■ Direction ■
Please extract, word for word, the lines starting at the one containing "[locate] the white dining" and ending at the one containing "<point>375,255</point>".

■ Data provided ■

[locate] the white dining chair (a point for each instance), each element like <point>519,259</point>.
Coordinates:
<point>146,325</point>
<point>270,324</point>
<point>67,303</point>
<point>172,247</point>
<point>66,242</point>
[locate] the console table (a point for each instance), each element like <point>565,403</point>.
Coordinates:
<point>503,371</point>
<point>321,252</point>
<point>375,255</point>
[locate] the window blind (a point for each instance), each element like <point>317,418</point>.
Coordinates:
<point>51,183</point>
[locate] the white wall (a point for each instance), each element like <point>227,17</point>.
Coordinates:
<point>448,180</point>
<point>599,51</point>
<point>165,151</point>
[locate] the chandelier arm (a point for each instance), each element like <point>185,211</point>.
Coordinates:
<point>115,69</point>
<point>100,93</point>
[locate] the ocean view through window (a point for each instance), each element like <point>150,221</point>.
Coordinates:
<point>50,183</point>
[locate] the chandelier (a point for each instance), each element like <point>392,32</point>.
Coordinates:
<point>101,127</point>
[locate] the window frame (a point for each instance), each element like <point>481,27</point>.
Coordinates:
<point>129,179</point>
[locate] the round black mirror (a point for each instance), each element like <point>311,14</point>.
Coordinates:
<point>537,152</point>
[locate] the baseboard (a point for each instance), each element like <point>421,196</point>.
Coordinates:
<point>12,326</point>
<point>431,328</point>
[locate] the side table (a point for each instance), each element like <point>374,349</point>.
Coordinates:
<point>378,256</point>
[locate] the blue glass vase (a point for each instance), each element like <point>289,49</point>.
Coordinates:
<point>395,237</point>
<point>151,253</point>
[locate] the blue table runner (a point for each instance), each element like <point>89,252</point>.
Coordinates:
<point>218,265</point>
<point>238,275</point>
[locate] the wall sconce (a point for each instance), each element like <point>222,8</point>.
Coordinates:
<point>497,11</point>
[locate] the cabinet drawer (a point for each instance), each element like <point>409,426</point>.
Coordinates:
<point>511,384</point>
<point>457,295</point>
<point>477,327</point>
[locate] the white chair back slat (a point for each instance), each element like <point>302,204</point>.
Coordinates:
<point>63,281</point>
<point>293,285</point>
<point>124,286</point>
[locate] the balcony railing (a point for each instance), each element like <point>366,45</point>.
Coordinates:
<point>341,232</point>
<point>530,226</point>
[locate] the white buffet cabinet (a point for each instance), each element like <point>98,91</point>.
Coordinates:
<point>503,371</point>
---
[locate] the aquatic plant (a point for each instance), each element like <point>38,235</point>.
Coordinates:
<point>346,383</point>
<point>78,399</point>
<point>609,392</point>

■ Result ■
[locate] the white dining chair (a point for each instance), each element like <point>519,259</point>.
Coordinates:
<point>146,325</point>
<point>270,324</point>
<point>67,303</point>
<point>172,247</point>
<point>66,242</point>
[locate] the console table (a point for each instance), each element like <point>565,403</point>.
Coordinates:
<point>503,371</point>
<point>321,252</point>
<point>375,255</point>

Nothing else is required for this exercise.